Work instructions:
• 1. Answer each question about the study-tips article below, one answer per line, marked (a), (b) and (c):
(a) Where did Bill Murray study as a pre-medical student after high school?
(b) Which subjects did Murray go to the Sorbonne to study?
(c) What is the title of the album Murray made with Jan Vogler?
• 2. In the study-tips article below, rewrite the paragraph that begins "Would you take study tips from Bill Murray?" in shorter form, keeping its main facts.
• 3. Duplicate the study-tips article below from "Photo by Gage" up to and including "Sorbonne, no less.".

Text provided:
━━━━━━━━━━━━━━━━━━━━━━━━━━━━━━

Nine Tips from Bill Murray & Cellist Jan Vogler on How to Study Intensely and Optimize Your Learning

Photo by Gage Skidmore, via Wikimedia Commons

Would you take study tips from Bill Murray? After high school, he did spend some time as a pre-medical student at Regis University in Denver — before dropping out to return to his hometown of Chicago and get his start in comedy with the famed improv group Second City. Still, Regis did eventually award him an honorary Doctor of Humanities a decade ago, and you have to admit that the fame-and-fortune path worked out for him. In fact, it worked out and then some: seeing the massive success of Ghostbusters (and the temptations thereof) looming in 1984, Murray decided to make his return to school, this time to study philosophy, history, and French — and at the Sorbonne, no less.

The Spotify playlist below offers brief selections of spoken-word wisdom related to studying and learning in general, part of the fruit of a project by Murray and German cellist Jan Vogler. (If you don't have Spotify's free software, you can download it here.)




They recently made an album together called New Worlds, where the sounds of Vogler's classical trio accompany Murray's voice, singing and reading classic works of American music and literature from Mark Twain to Van Morrison. They also recorded this selection of memories, galvanizing messages, and "intense study tips" briefly summarized as follows: "Don't cram," "Concentrate," "One problem," "Sleep on it," "Take a bath," "Focus on others," "More is more," "Take a break," and "Build a routine."

━━━━━━━━━━━━━━━━━━━━━━━━━━━━━━

Record excerpts:
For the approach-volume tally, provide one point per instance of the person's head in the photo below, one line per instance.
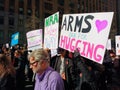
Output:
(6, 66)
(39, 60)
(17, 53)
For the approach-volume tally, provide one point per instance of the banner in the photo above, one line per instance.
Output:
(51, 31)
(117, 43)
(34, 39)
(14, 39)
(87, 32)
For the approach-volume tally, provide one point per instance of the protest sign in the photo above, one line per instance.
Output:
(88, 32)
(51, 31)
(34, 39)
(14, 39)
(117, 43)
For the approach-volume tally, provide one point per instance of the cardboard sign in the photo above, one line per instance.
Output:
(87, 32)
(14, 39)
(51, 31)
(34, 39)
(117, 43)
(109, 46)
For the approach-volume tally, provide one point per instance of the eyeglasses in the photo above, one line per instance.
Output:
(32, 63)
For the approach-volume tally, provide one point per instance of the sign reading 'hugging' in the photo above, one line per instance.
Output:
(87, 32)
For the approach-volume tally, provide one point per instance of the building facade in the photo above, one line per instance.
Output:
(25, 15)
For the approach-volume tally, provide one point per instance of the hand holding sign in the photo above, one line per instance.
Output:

━━━━━━━━━━━━━━━━━━━━━━━━━━━━━━

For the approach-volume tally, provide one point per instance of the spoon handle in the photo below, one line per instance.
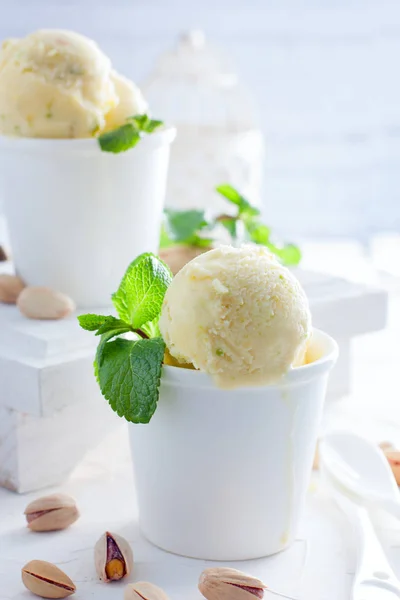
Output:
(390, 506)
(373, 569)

━━━━━━━━━━━━━━━━━━━━━━━━━━━━━━

Expected responses:
• 1.
(a) Regis University in Denver
(b) Philosophy, history, and French
(c) New Worlds

• 2. After high school, Bill Murray spent some time as a pre-medical student at Regis University in Denver. He then dropped out and went back to Chicago to begin his comedy career with the improv group Second City. A decade ago, Regis gave him an honorary Doctor of Humanities. In 1984, with the huge success of Ghostbusters approaching, he returned to school at the Sorbonne to study philosophy, history, and French.

• 3.
Photo by Gage Skidmore, via Wikimedia Commons

Would you take study tips from Bill Murray? After high school, he did spend some time as a pre-medical student at Regis University in Denver — before dropping out to return to his hometown of Chicago and get his start in comedy with the famed improv group Second City. Still, Regis did eventually award him an honorary Doctor of Humanities a decade ago, and you have to admit that the fame-and-fortune path worked out for him. In fact, it worked out and then some: seeing the massive success of Ghostbusters (and the temptations thereof) looming in 1984, Murray decided to make his return to school, this time to study philosophy, history, and French — and at the Sorbonne, no less.